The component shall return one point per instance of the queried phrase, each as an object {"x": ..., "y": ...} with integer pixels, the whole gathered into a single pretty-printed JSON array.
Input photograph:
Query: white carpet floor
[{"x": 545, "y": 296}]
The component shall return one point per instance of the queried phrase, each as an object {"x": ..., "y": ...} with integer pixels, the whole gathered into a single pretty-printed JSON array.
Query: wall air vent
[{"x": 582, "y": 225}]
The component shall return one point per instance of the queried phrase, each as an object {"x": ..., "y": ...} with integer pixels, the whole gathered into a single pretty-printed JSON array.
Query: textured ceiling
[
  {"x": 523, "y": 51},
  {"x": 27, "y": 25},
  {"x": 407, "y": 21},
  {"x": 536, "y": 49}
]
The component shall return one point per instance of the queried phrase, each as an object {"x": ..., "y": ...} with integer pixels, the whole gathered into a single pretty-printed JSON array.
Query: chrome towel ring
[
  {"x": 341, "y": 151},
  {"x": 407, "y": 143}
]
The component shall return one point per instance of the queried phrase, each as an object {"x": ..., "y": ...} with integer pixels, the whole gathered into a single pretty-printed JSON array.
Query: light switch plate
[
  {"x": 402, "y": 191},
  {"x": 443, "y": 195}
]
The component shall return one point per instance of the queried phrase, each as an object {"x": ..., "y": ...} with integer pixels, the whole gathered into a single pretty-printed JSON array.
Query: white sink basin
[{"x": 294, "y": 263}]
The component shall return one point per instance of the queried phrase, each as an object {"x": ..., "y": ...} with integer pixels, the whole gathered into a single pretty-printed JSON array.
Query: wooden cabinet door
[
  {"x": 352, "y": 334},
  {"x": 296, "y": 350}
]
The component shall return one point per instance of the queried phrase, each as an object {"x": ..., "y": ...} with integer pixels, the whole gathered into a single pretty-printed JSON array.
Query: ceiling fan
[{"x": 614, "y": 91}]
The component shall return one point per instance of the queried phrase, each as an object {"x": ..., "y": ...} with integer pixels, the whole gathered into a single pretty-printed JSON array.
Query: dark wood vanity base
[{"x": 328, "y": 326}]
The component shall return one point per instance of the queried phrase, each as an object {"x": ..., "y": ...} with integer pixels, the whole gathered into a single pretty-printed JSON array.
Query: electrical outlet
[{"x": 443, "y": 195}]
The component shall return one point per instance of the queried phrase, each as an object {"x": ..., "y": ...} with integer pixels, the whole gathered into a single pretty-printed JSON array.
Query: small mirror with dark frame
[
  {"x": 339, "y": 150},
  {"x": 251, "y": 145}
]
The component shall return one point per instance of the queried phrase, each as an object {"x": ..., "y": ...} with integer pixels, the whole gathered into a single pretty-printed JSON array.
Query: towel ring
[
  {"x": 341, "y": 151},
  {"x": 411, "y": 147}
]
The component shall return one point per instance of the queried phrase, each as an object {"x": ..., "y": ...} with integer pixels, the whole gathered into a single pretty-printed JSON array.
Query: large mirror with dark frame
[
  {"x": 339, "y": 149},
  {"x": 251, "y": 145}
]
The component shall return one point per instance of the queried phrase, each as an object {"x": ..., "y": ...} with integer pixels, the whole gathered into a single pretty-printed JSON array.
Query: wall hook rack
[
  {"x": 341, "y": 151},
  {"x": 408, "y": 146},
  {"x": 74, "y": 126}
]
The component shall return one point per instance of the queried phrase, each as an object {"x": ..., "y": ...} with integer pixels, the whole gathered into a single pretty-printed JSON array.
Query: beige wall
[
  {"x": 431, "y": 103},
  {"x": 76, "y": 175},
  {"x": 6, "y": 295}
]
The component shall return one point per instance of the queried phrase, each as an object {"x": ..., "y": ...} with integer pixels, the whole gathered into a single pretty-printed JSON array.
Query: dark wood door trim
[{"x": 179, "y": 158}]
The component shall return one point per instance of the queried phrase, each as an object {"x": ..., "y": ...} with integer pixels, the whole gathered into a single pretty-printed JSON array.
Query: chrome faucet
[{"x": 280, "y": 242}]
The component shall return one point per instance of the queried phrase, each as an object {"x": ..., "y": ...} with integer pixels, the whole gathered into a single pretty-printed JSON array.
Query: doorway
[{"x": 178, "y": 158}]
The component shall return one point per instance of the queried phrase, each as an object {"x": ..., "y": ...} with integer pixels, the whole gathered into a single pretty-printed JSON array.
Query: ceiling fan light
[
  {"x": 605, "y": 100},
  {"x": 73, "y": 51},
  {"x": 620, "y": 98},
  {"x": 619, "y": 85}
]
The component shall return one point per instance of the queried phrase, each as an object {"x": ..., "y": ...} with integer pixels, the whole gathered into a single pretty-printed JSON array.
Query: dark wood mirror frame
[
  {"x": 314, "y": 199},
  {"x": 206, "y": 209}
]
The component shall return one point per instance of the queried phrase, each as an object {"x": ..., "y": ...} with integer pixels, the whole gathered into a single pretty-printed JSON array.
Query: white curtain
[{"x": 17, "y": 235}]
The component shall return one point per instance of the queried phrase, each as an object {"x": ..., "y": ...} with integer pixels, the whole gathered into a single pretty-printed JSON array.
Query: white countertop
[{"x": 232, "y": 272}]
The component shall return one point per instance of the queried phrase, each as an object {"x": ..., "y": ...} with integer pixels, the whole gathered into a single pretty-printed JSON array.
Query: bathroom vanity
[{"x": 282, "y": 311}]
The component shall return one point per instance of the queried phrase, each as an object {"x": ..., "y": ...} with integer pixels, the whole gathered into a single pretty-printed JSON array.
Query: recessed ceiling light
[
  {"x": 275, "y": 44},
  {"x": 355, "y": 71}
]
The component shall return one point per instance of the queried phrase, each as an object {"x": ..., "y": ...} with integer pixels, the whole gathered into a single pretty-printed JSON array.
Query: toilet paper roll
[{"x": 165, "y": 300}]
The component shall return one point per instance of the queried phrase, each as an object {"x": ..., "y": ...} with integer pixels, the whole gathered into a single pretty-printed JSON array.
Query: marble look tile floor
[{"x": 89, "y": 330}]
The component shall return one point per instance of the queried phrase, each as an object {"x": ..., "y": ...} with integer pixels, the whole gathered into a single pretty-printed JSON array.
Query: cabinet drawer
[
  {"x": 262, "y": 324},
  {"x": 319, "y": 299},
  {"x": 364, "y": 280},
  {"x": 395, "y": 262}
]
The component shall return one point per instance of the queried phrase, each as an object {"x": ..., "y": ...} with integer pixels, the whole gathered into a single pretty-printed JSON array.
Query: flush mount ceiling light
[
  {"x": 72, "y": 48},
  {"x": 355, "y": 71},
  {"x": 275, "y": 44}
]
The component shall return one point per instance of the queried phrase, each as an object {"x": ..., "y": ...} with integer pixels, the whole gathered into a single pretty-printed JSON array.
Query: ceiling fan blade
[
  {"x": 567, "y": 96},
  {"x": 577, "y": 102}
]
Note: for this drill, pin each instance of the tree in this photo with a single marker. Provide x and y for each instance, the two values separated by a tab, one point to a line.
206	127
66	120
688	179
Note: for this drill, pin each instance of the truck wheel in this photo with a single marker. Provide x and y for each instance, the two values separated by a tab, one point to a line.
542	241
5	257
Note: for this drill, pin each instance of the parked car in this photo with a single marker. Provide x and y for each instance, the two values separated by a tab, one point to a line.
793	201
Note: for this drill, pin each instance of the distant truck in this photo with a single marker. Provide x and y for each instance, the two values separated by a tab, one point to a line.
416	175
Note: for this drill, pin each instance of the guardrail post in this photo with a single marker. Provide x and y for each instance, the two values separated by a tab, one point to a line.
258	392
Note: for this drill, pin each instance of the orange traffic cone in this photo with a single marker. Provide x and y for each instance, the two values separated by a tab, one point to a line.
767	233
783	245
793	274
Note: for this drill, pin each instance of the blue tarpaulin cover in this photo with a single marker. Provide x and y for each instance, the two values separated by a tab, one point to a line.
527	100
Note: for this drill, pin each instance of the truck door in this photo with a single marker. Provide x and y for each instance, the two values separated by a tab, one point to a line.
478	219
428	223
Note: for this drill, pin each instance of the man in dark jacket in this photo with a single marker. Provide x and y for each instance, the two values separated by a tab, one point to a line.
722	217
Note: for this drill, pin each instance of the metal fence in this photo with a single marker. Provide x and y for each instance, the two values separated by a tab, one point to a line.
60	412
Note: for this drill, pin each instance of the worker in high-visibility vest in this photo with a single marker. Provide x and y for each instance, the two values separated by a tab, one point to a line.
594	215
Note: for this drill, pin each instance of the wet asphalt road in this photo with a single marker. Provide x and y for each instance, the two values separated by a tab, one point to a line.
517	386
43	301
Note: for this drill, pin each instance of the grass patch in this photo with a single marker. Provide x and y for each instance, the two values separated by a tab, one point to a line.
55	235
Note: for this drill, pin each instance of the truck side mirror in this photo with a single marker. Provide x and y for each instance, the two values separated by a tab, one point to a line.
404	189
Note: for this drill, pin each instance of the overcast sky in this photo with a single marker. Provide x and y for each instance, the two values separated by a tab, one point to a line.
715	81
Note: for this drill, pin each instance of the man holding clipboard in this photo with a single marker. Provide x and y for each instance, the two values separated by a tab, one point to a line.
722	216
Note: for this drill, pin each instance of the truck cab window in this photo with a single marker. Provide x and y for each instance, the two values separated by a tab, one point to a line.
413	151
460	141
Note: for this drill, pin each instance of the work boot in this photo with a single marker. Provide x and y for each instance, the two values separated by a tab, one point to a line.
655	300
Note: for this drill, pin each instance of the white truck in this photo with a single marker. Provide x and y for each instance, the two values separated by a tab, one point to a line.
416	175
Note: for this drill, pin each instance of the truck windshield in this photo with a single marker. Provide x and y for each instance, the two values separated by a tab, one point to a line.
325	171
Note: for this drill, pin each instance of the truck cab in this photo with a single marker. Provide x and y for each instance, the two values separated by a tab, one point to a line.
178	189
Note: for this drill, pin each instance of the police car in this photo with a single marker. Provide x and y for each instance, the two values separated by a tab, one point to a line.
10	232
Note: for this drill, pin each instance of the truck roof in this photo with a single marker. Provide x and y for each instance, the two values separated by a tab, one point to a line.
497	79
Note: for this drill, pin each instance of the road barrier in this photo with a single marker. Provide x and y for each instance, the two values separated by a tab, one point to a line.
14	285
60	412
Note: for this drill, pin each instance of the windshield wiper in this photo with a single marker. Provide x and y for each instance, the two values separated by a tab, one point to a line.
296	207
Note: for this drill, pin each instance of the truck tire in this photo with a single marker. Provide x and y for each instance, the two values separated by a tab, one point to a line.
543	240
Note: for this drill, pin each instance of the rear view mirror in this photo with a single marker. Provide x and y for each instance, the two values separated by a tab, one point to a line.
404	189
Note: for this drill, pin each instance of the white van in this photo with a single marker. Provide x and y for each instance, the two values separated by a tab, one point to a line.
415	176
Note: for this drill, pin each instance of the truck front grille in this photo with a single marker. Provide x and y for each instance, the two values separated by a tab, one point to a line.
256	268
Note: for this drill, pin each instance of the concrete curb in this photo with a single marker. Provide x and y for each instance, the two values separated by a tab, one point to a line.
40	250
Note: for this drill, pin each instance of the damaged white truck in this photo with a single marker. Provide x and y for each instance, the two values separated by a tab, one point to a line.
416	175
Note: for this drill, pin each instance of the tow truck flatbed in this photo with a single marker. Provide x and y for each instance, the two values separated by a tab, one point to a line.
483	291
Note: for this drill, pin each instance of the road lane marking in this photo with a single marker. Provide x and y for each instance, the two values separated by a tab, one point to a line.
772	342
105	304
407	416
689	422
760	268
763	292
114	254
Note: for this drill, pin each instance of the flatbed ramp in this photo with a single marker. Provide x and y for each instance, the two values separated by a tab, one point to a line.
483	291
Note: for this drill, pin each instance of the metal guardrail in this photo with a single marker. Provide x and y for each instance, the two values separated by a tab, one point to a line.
# # # #
# To be done
Return, unchanged, each line from the line containing "Note: for this drill, pin each instance of the truck tire" through the last line of the material.

# Solution to this problem
Note: for this drill, pin each instance of the truck tire in this photo with a single marker. Provide x and y for each instance, the two values separated by a tab, one point to a line.
543	240
Note: for this drill, pin each instance of the rear view mirror in this photo with a single marker. Provide x and y for each instance, the two values separated by a tab, one point to a line.
404	189
Note: for this drill, pin each instance of the white van in this photo with a single marker. Provide x and y for each instance, the two values separated by a tab, one point to a line.
415	176
Note: for this drill, pin each instance of the truck front grille in this photo with a single marker. Provide x and y for each instance, the two values separated by a tab, one point to a line.
256	268
Note: for this drill, pin each instance of the concrete curb in this photo with a single marker. Provide x and y for each instance, the two values separated by a tab, one point to a line.
40	250
Note: for this drill, pin each instance of the damaged white truck in this photo with a single marker. Provide x and y for each instance, the two values separated by a tab, one point to a line.
416	175
Note: for this drill, pin each instance of the tow truck flatbed in this photo with a single marker. Provide x and y for each instance, the two values separated by a tab, one point to a line.
483	291
Note: for this drill, pin each instance of the road lane marking in this photo with a single marker. Provide x and y for each instance, the two values separated by a tab, one point to a line.
772	342
105	304
407	416
689	422
760	268
763	292
114	254
Note: for this drill, pin each instance of the flatbed ramp in this photo with a single marker. Provide x and y for each instance, the two values separated by a tab, one point to a line.
483	291
Note: for this drill, pin each instance of the metal guardrail in this photo with a single marker. Provide x and y for each instance, the two values separated by a tab, one point to a line.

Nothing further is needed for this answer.